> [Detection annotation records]
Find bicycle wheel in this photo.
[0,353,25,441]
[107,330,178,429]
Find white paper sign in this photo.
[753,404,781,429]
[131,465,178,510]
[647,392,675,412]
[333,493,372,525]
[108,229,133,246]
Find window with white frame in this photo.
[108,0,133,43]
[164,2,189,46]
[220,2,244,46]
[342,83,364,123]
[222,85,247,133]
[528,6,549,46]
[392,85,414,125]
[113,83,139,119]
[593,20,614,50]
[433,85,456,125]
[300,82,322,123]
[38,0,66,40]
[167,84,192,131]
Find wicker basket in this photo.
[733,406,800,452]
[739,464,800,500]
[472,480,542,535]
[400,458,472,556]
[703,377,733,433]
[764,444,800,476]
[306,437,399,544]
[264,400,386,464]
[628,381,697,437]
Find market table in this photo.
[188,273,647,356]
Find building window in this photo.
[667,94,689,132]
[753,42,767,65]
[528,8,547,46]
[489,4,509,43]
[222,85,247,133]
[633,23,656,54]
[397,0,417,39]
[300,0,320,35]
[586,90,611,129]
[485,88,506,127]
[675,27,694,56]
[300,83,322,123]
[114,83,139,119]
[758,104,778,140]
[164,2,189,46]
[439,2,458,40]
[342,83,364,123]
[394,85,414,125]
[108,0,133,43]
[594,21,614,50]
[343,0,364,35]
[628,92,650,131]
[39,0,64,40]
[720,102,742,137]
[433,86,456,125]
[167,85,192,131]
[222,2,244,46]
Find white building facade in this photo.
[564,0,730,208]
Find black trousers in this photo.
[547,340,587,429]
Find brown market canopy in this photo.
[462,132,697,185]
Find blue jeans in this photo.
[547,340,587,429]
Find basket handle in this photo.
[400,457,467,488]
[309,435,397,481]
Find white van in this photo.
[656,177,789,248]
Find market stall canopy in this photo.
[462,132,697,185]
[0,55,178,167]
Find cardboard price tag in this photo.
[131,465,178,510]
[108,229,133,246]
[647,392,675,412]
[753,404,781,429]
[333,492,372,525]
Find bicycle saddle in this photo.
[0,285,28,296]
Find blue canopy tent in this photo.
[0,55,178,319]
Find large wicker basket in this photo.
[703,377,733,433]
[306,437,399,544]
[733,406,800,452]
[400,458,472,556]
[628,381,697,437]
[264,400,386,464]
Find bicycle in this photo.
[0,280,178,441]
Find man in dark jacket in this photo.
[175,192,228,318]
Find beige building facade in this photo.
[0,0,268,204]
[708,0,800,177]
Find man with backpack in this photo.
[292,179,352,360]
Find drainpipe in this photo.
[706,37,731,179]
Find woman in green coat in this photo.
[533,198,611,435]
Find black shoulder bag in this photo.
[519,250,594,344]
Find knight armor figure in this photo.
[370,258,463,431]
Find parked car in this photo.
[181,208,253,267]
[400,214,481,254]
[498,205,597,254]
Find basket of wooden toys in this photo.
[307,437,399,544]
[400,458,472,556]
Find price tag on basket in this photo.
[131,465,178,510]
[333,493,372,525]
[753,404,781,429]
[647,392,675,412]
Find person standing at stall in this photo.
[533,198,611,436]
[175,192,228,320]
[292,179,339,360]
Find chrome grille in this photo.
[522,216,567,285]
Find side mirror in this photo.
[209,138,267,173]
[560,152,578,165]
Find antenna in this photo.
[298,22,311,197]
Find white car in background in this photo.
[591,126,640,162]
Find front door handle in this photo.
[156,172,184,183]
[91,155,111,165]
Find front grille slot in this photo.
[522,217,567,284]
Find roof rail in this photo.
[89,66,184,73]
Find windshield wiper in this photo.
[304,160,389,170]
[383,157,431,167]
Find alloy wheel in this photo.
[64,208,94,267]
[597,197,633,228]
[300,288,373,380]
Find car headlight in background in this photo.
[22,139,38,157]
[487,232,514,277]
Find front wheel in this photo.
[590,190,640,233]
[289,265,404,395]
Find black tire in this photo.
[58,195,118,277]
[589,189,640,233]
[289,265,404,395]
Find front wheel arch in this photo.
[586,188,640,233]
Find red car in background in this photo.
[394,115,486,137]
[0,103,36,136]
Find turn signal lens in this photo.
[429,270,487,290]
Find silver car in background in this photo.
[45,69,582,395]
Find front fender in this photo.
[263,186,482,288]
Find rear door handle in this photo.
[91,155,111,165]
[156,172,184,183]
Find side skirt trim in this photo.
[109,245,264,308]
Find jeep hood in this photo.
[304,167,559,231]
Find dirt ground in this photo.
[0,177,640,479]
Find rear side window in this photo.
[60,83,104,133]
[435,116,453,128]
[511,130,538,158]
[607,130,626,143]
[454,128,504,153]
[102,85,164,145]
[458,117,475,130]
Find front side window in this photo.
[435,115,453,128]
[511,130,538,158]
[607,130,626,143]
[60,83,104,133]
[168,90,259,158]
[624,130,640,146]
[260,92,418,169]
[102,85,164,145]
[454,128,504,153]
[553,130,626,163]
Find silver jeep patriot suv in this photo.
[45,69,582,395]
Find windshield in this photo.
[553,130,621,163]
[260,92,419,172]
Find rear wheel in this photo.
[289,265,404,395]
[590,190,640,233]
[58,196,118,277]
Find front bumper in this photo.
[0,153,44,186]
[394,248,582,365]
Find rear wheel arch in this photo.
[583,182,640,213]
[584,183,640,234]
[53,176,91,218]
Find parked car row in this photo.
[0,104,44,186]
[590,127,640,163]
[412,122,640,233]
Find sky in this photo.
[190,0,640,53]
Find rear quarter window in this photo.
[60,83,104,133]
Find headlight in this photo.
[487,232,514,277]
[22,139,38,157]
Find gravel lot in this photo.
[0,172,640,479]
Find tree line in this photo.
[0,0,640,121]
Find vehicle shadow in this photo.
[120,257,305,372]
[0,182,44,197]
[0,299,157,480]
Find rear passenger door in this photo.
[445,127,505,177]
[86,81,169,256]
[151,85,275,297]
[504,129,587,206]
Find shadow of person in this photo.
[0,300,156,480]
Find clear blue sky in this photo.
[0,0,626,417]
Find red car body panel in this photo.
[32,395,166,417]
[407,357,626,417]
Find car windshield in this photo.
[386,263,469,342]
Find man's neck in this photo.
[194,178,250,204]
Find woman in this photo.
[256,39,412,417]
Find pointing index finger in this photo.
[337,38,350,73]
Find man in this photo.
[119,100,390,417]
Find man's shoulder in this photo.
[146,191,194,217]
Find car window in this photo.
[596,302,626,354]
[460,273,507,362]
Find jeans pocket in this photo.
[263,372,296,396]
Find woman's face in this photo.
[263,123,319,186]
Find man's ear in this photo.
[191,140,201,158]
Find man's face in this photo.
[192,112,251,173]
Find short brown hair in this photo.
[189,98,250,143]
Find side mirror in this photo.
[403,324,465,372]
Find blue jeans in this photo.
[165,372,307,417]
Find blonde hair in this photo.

> [Exercise aim] Filter the records and copy each line that contains the word "brown".

> [Response below]
Find brown market canopy in this photo.
Find short brown hair in this photo.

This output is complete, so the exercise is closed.